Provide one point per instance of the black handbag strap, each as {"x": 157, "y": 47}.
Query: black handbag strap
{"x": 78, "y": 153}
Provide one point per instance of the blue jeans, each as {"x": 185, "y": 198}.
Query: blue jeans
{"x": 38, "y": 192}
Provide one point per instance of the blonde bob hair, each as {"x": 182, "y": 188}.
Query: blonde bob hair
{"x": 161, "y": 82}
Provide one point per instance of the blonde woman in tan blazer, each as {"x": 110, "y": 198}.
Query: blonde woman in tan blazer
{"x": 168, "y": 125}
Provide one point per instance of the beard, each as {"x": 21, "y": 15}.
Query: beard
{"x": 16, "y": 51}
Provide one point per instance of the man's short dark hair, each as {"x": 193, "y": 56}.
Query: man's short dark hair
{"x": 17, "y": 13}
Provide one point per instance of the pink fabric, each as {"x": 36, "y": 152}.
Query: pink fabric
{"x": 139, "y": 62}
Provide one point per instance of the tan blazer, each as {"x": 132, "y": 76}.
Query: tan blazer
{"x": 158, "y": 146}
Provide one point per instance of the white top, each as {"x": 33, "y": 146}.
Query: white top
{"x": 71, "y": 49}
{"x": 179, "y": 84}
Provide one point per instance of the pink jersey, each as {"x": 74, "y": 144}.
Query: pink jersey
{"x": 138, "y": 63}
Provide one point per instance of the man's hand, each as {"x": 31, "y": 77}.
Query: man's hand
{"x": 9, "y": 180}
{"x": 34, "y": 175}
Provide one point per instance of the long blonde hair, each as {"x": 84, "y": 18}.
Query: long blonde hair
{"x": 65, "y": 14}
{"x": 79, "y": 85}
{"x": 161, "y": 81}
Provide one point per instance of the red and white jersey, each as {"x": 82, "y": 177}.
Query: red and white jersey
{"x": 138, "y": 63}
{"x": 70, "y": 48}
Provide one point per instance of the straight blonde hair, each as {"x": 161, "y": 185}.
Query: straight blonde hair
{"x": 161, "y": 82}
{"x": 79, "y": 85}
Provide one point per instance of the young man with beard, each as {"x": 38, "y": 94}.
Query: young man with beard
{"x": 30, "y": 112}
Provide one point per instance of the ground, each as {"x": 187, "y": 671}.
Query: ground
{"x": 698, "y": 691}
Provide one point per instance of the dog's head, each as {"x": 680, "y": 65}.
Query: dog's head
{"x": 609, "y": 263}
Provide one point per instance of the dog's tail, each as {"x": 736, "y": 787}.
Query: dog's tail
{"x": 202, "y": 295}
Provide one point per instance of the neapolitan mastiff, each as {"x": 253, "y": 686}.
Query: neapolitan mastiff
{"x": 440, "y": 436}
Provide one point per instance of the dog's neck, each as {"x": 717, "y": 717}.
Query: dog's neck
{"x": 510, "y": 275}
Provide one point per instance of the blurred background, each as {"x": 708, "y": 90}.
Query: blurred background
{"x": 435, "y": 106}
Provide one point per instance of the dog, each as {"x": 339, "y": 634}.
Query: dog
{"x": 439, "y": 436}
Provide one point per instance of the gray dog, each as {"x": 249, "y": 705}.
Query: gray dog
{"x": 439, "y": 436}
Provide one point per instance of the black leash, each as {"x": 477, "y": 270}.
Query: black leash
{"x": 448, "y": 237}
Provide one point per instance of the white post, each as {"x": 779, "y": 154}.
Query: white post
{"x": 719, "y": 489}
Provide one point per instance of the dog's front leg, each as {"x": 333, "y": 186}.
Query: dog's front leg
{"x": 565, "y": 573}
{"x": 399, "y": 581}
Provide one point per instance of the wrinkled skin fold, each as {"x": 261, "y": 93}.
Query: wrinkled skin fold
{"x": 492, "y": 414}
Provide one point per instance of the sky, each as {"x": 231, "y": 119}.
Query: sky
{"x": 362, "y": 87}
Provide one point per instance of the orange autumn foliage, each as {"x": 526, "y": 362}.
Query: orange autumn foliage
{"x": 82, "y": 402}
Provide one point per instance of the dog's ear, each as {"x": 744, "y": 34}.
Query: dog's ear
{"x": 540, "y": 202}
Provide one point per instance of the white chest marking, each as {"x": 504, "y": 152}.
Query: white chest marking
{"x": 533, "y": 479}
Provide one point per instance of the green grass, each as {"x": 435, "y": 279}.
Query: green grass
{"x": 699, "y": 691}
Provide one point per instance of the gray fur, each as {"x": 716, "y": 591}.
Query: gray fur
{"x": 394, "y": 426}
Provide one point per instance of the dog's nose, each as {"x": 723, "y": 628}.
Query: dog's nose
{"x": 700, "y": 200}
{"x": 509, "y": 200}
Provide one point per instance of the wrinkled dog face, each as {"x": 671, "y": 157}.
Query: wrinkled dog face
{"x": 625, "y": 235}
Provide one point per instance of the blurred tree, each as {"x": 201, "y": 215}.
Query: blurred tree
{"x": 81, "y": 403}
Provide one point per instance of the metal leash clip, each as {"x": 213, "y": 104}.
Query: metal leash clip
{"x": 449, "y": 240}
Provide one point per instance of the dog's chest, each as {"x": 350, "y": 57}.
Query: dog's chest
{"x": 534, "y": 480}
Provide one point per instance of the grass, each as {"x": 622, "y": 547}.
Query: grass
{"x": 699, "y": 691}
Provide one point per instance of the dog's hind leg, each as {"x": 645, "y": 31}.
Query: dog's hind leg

____

**PROBLEM REQUIREMENTS**.
Retype all the material exactly, missing nothing.

**WRITTEN ANSWER**.
Provide one point per instance of the black handbag strap, each as {"x": 157, "y": 47}.
Query: black handbag strap
{"x": 78, "y": 153}
Provide one point per instance of the blue jeans, each as {"x": 185, "y": 198}.
Query: blue jeans
{"x": 38, "y": 192}
Provide one point per instance of the blonde bob hair, each as {"x": 182, "y": 188}.
Query: blonde bob hair
{"x": 161, "y": 82}
Provide one point per instance of the blonde woman in tan blazer, each as {"x": 110, "y": 198}.
Query: blonde woman in tan blazer
{"x": 168, "y": 125}
Provide one point per instance of the beard, each as {"x": 21, "y": 15}.
Query: beard
{"x": 16, "y": 51}
Provide one point per instance of the man's short dark hair, each as {"x": 193, "y": 56}.
Query: man's short dark hair
{"x": 17, "y": 13}
Provide one point per instance of the pink fabric, each as {"x": 36, "y": 152}.
Query: pink fabric
{"x": 139, "y": 62}
Provide one point per instance of the tan blazer, each as {"x": 132, "y": 76}.
Query: tan blazer
{"x": 158, "y": 146}
Provide one point per instance of the white top, each as {"x": 33, "y": 146}.
Query: white top
{"x": 71, "y": 49}
{"x": 179, "y": 84}
Provide one point per instance of the pink jersey, each as {"x": 74, "y": 144}.
Query: pink jersey
{"x": 138, "y": 63}
Provide one point per instance of the man's hand, each as {"x": 31, "y": 77}.
Query: man's hand
{"x": 9, "y": 180}
{"x": 34, "y": 175}
Provide one point per instance of the long blonde hair, each as {"x": 84, "y": 18}.
Query: long blonde hair
{"x": 65, "y": 14}
{"x": 79, "y": 85}
{"x": 161, "y": 81}
Provide one point per instance of the red and white jersey, each as {"x": 82, "y": 177}.
Query: red and white jersey
{"x": 138, "y": 63}
{"x": 70, "y": 48}
Provide one point per instance of the straight blonde hair, each as {"x": 161, "y": 185}.
Query: straight blonde hair
{"x": 161, "y": 82}
{"x": 79, "y": 85}
Provide one point per instance of the young man with beard, each as {"x": 38, "y": 94}.
Query: young man with beard
{"x": 30, "y": 112}
Provide one point per instance of the ground, each as {"x": 187, "y": 671}.
Query: ground
{"x": 698, "y": 691}
Provide one point per instance of the dog's head, each as {"x": 680, "y": 65}.
Query: dog's head
{"x": 609, "y": 263}
Provide one point per instance of the dog's tail, each as {"x": 736, "y": 787}.
Query: dog's tail
{"x": 202, "y": 295}
Provide one point per instance of the neapolitan mastiff, each as {"x": 253, "y": 686}.
Query: neapolitan mastiff
{"x": 440, "y": 436}
Provide one point per instance of the dog's neck, each as {"x": 717, "y": 717}.
Query: dog's neck
{"x": 510, "y": 275}
Provide one point per instance of the blurred background, each as {"x": 708, "y": 90}.
Query: blurred background
{"x": 435, "y": 106}
Provide one point per instance of the dog, each as {"x": 339, "y": 634}.
Query: dog
{"x": 439, "y": 436}
Provide one point per instance of the gray dog, each as {"x": 249, "y": 705}.
Query: gray dog
{"x": 439, "y": 436}
Provide one point per instance of the black leash, each as {"x": 477, "y": 270}.
Query: black leash
{"x": 448, "y": 237}
Provide one point per instance of the white post, each as {"x": 779, "y": 154}.
Query: white post
{"x": 719, "y": 489}
Provide one point per instance of the dog's front leg, each as {"x": 333, "y": 186}.
Query: dog's front leg
{"x": 565, "y": 573}
{"x": 399, "y": 581}
Provide one point per instance of the wrinkled skin fold, each as {"x": 261, "y": 93}.
Query: wrinkled skin fold
{"x": 492, "y": 414}
Provide one point per instance of the sky, each as {"x": 231, "y": 119}.
Query: sky
{"x": 362, "y": 87}
Provide one point per instance of the orange autumn foliage, each as {"x": 526, "y": 362}.
Query: orange autumn foliage
{"x": 82, "y": 402}
Provide one point per instance of the dog's ear, each as {"x": 744, "y": 34}.
Query: dog's ear
{"x": 540, "y": 202}
Provide one point per instance of the white chest marking, each as {"x": 504, "y": 152}.
Query: white chest marking
{"x": 533, "y": 479}
Provide one point per instance of the green grass, each as {"x": 435, "y": 279}.
Query: green grass
{"x": 699, "y": 691}
Provide one point per instance of the gray fur, each as {"x": 716, "y": 591}.
Query: gray fur
{"x": 394, "y": 426}
Provide one point per instance of the dog's nose, each as {"x": 723, "y": 628}.
Query: dog's nose
{"x": 700, "y": 200}
{"x": 509, "y": 200}
Provide one point per instance of the wrinkled dog face, each as {"x": 671, "y": 157}.
Query: wrinkled dog face
{"x": 625, "y": 235}
Provide one point per instance of the blurred tree, each as {"x": 201, "y": 215}.
Query: blurred tree
{"x": 81, "y": 403}
Provide one point per instance of the metal leash clip, each as {"x": 213, "y": 104}.
Query: metal leash clip
{"x": 449, "y": 240}
Provide one point per instance of the dog's chest, each as {"x": 350, "y": 57}.
Query: dog's chest
{"x": 534, "y": 480}
Provide one point per instance of the grass, each as {"x": 622, "y": 547}.
Query: grass
{"x": 699, "y": 691}
Provide one point per instance of the dog's hind leg, each as {"x": 645, "y": 31}.
Query: dog's hind leg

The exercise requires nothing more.